WHAT YOU NEED TO DO
Filter the items below, copying out each line that contains the string "parapet". Treat the match as case-sensitive.

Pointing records
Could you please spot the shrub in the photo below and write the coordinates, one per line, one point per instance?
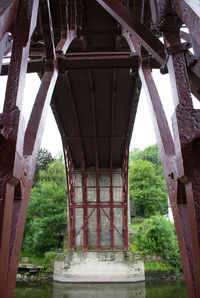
(157, 234)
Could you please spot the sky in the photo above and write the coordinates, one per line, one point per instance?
(143, 132)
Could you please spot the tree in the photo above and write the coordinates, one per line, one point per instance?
(55, 173)
(147, 190)
(45, 218)
(47, 208)
(43, 161)
(135, 154)
(151, 154)
(157, 234)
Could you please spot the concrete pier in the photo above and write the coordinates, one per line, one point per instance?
(98, 267)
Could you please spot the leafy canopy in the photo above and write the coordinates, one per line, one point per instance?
(157, 234)
(147, 190)
(47, 208)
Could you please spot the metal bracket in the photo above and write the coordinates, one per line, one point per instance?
(178, 48)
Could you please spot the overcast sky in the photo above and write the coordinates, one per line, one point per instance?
(143, 133)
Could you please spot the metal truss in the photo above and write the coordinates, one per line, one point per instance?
(56, 41)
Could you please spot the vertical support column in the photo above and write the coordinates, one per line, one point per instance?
(2, 49)
(187, 145)
(125, 197)
(85, 205)
(112, 236)
(98, 209)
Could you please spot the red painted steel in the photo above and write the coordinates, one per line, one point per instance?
(84, 67)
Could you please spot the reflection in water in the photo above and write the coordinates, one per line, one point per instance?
(119, 290)
(150, 289)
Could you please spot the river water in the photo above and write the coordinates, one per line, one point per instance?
(149, 289)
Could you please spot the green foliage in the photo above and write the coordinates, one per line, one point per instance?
(147, 189)
(55, 173)
(135, 154)
(43, 161)
(157, 234)
(155, 266)
(45, 219)
(49, 259)
(150, 154)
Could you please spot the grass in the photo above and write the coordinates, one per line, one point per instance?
(155, 266)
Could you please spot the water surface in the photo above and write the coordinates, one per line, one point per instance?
(149, 289)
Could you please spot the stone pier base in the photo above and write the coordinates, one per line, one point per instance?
(98, 267)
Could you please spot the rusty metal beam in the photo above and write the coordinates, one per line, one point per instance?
(8, 15)
(97, 60)
(33, 66)
(129, 21)
(168, 158)
(189, 13)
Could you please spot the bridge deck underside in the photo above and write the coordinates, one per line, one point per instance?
(91, 56)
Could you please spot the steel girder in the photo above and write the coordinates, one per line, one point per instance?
(19, 147)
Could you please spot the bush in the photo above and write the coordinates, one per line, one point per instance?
(157, 234)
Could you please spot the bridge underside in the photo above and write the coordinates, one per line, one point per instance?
(92, 57)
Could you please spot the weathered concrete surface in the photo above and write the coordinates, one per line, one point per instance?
(105, 236)
(98, 267)
(99, 290)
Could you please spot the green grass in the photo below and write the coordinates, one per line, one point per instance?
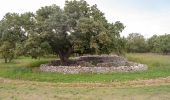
(25, 69)
(47, 91)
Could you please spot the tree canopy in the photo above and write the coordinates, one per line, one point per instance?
(77, 28)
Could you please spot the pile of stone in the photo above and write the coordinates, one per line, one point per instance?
(95, 64)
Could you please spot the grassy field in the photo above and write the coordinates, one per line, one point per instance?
(28, 90)
(24, 69)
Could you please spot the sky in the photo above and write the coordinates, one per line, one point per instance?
(147, 17)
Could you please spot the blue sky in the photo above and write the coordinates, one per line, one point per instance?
(147, 17)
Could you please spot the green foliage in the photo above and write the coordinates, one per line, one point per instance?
(7, 51)
(77, 29)
(160, 44)
(136, 43)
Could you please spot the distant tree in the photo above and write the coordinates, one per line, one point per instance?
(164, 43)
(136, 43)
(153, 44)
(10, 34)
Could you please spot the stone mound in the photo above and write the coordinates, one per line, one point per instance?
(94, 64)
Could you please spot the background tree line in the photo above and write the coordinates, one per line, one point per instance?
(155, 44)
(76, 28)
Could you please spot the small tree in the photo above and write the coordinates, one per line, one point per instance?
(7, 51)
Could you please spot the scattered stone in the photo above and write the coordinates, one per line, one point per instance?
(94, 64)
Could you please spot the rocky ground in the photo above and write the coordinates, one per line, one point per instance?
(94, 64)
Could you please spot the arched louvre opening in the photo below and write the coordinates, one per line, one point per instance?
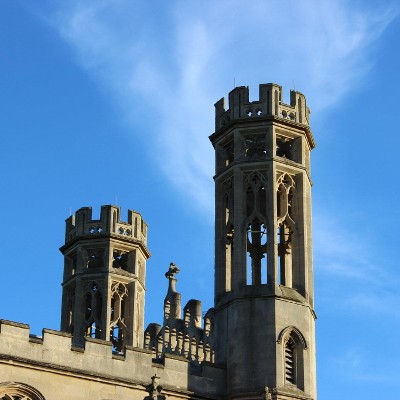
(290, 361)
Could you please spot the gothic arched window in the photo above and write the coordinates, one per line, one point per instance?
(293, 353)
(19, 391)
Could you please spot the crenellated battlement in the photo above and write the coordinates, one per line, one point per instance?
(269, 104)
(82, 224)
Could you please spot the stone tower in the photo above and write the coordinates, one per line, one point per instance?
(104, 277)
(264, 306)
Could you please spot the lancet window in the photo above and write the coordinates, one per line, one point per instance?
(256, 228)
(70, 309)
(229, 224)
(255, 146)
(285, 227)
(120, 260)
(94, 258)
(93, 310)
(119, 295)
(290, 361)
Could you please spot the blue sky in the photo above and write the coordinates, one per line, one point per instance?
(112, 101)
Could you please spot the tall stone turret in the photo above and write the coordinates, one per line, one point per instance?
(264, 305)
(104, 277)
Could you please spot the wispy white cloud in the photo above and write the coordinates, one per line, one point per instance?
(170, 62)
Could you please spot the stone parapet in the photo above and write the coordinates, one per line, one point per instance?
(54, 350)
(82, 225)
(269, 104)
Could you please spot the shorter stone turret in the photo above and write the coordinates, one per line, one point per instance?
(104, 277)
(182, 337)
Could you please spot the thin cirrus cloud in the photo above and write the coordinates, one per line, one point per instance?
(175, 60)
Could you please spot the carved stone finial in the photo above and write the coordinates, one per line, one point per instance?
(172, 271)
(154, 389)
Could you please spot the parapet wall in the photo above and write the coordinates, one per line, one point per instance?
(269, 104)
(54, 352)
(81, 224)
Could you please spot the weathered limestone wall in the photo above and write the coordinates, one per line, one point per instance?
(59, 372)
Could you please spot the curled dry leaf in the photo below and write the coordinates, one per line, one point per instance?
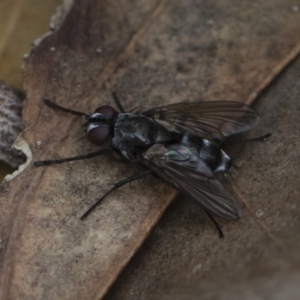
(11, 124)
(151, 53)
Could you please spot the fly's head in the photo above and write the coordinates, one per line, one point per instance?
(99, 124)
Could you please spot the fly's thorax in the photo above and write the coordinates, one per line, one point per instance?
(213, 156)
(132, 130)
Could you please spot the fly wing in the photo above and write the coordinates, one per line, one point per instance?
(181, 168)
(210, 120)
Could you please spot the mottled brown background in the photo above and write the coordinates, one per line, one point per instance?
(153, 52)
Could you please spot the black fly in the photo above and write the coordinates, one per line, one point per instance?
(180, 143)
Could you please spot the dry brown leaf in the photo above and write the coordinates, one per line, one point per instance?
(11, 103)
(149, 53)
(259, 256)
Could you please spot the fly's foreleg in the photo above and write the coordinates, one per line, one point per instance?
(115, 187)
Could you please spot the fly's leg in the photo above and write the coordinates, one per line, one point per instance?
(115, 187)
(62, 160)
(118, 103)
(257, 139)
(233, 140)
(67, 110)
(220, 232)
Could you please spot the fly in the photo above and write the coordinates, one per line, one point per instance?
(180, 143)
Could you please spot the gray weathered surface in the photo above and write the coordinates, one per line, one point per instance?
(259, 257)
(149, 53)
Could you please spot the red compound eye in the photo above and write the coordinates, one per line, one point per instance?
(106, 110)
(98, 135)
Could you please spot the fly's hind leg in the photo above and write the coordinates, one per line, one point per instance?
(220, 232)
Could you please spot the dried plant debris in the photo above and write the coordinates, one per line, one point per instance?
(11, 103)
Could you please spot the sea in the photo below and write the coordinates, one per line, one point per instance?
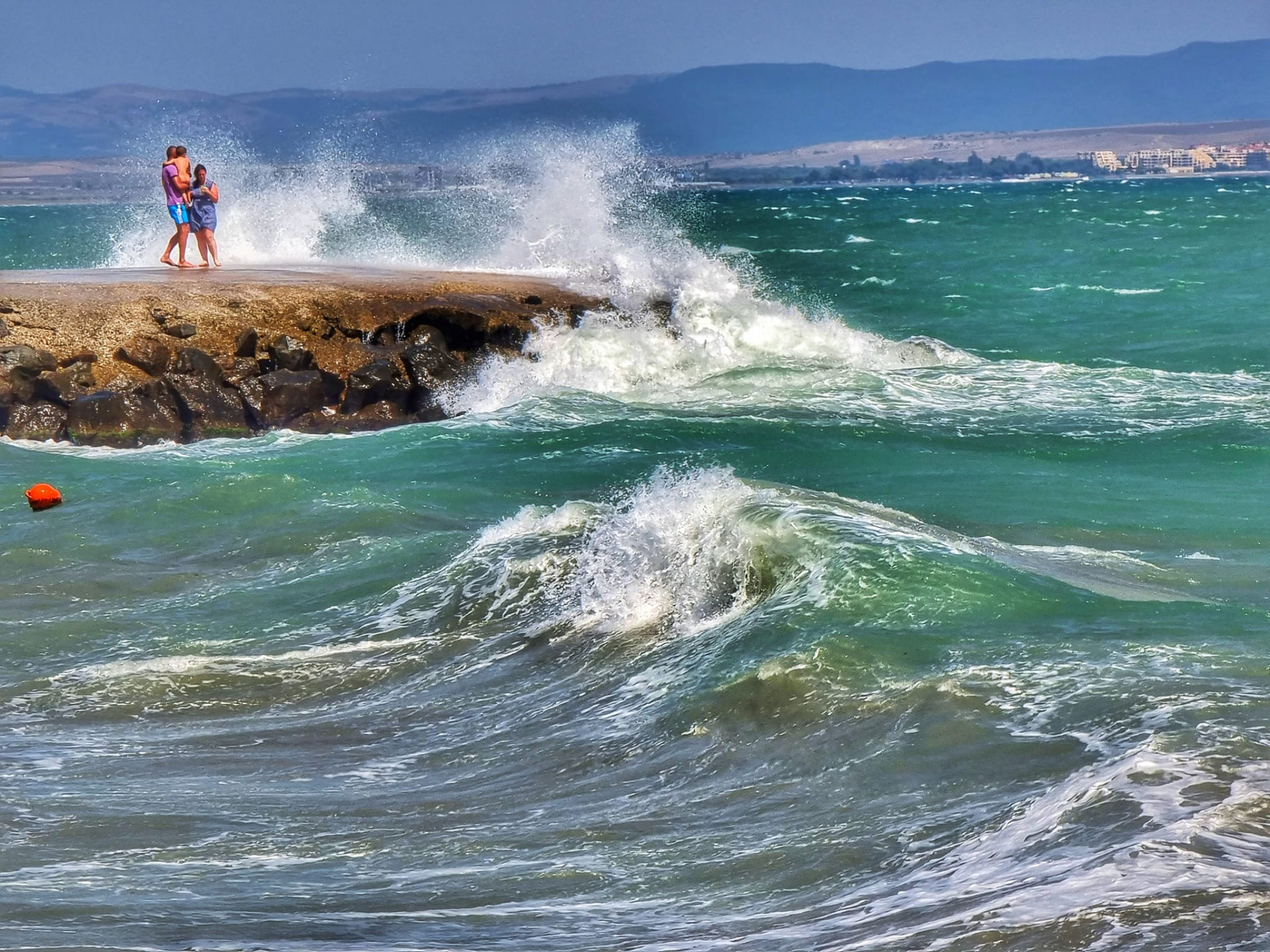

THE COMPLETED TASK
Could you please spot the stone parapet in the photo above and write the coordinates, one per line, one point per instance?
Could you please spot the parapet wall in the photo above and write the coordinates, one per line, one point per instance?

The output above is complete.